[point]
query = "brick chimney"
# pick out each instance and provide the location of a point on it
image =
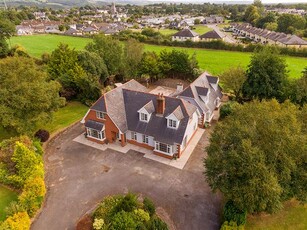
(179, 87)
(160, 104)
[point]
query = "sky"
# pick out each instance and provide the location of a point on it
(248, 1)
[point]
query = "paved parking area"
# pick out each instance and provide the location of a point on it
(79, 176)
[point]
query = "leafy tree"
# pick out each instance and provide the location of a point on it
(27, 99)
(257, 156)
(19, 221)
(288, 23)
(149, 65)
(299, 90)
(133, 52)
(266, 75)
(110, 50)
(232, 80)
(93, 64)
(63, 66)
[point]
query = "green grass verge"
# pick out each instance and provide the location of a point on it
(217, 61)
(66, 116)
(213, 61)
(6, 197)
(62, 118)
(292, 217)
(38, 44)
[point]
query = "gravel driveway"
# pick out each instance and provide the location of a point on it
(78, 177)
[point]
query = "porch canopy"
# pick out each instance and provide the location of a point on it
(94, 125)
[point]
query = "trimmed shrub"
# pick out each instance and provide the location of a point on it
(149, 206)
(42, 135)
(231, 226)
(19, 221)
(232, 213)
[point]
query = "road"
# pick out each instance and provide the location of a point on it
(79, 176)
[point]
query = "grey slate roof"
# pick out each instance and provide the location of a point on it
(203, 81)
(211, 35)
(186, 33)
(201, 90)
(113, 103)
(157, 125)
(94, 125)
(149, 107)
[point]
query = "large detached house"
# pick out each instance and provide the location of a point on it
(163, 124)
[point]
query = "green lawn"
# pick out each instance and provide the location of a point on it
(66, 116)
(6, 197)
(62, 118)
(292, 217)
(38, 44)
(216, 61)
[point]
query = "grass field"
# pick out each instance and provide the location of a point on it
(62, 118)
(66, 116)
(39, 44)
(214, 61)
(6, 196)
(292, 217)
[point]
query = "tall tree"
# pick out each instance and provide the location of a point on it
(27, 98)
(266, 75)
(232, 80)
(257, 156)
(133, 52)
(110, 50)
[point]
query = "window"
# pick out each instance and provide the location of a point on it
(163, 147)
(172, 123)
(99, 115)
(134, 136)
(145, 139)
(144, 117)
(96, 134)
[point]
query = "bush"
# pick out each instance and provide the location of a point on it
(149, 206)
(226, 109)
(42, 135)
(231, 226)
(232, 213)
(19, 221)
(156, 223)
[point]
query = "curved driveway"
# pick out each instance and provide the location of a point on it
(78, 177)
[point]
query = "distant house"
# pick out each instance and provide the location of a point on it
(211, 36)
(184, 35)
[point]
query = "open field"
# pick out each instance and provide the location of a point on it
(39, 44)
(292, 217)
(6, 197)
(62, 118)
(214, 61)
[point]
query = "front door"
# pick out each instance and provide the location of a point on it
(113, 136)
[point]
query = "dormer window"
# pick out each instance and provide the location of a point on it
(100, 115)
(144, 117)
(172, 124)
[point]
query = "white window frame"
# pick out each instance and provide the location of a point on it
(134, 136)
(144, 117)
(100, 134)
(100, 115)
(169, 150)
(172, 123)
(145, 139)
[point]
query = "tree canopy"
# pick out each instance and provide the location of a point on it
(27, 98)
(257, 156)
==
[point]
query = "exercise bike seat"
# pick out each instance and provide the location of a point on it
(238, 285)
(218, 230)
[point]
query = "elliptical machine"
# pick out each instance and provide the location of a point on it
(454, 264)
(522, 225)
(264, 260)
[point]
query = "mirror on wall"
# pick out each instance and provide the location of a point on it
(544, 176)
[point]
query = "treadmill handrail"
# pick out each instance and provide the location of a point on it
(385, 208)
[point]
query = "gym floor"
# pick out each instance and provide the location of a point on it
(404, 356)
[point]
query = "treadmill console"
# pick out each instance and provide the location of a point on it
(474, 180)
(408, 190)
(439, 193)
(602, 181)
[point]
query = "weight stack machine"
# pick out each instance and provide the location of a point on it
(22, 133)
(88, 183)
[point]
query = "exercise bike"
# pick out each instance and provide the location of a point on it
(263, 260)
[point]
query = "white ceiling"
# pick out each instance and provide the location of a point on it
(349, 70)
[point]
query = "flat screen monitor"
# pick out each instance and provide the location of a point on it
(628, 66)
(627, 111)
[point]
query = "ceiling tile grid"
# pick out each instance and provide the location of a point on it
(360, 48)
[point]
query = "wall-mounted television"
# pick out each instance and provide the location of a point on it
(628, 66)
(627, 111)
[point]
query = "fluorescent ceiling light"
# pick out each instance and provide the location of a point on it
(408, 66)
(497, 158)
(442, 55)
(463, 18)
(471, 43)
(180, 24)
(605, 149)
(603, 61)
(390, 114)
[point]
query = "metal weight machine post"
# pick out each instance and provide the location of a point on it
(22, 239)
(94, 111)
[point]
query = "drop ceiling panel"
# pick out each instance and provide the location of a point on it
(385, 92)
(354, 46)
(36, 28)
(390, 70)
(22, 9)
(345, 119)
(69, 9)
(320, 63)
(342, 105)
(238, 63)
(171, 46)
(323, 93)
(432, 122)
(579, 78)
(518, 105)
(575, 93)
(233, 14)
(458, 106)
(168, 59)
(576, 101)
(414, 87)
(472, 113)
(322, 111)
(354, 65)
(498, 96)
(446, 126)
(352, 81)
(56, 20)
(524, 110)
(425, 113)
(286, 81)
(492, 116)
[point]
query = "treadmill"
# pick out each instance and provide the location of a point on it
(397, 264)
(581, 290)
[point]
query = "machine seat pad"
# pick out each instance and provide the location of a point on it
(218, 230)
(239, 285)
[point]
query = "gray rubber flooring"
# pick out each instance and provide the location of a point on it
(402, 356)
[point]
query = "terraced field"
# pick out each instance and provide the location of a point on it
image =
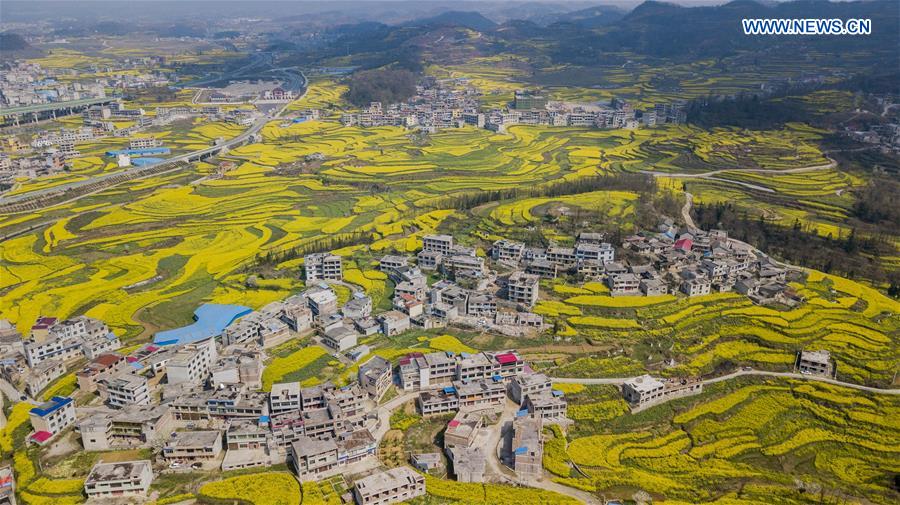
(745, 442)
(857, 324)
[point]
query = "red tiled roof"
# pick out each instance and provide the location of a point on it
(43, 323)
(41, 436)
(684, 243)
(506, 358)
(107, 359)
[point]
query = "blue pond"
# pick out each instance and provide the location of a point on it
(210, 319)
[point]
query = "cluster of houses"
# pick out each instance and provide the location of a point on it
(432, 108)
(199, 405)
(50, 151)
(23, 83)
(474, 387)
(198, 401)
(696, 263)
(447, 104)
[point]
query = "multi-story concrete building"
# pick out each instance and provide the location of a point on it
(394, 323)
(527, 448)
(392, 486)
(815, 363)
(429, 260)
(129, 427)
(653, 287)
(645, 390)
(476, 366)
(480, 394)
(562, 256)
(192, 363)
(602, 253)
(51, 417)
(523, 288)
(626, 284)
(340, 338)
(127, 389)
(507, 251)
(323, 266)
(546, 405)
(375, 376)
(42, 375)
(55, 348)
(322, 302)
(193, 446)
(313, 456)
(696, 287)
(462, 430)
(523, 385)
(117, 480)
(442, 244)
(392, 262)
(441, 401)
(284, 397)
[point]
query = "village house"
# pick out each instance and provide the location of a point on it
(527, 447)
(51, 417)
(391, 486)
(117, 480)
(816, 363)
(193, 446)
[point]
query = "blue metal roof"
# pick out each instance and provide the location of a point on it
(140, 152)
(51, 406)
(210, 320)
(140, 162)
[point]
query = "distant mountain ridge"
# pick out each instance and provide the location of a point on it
--
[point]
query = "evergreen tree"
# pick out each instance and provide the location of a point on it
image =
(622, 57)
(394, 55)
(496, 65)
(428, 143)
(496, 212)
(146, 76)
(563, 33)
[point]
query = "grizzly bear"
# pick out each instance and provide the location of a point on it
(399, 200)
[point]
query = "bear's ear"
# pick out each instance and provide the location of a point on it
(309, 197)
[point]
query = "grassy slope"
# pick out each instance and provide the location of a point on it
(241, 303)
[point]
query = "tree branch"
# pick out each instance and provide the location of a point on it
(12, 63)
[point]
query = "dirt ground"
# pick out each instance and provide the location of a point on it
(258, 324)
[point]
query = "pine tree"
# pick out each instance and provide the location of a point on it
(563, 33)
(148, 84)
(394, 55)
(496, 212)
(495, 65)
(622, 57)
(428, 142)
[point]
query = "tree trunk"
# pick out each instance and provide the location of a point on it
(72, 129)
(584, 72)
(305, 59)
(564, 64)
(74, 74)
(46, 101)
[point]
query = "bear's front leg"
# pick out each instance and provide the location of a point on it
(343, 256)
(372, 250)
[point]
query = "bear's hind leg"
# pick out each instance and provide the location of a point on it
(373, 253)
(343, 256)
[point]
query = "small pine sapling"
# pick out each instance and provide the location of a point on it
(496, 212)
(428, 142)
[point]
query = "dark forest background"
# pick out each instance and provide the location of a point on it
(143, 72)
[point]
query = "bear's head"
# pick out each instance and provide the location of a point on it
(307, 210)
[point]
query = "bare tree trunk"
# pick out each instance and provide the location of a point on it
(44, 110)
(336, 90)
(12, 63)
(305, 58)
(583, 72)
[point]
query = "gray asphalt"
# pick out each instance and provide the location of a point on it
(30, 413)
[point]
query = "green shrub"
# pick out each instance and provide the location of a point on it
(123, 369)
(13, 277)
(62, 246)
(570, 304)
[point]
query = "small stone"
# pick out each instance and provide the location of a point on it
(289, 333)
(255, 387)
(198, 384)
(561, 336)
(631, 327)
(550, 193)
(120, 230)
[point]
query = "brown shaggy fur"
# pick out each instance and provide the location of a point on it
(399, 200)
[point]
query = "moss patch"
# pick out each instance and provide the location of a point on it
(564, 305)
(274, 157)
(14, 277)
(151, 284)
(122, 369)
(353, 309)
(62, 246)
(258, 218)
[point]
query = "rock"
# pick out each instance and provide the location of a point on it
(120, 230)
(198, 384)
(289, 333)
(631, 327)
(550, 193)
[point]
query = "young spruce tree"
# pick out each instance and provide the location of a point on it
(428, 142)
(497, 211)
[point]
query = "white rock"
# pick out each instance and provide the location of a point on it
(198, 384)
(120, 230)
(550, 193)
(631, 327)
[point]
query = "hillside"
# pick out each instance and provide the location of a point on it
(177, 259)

§ **What you should do**
Would you return all lines from the preceding listing that contain the word "roof"?

§ **Solved problem**
query = "grey slate roof"
query = "red tiled roof"
query = "blue metal roof"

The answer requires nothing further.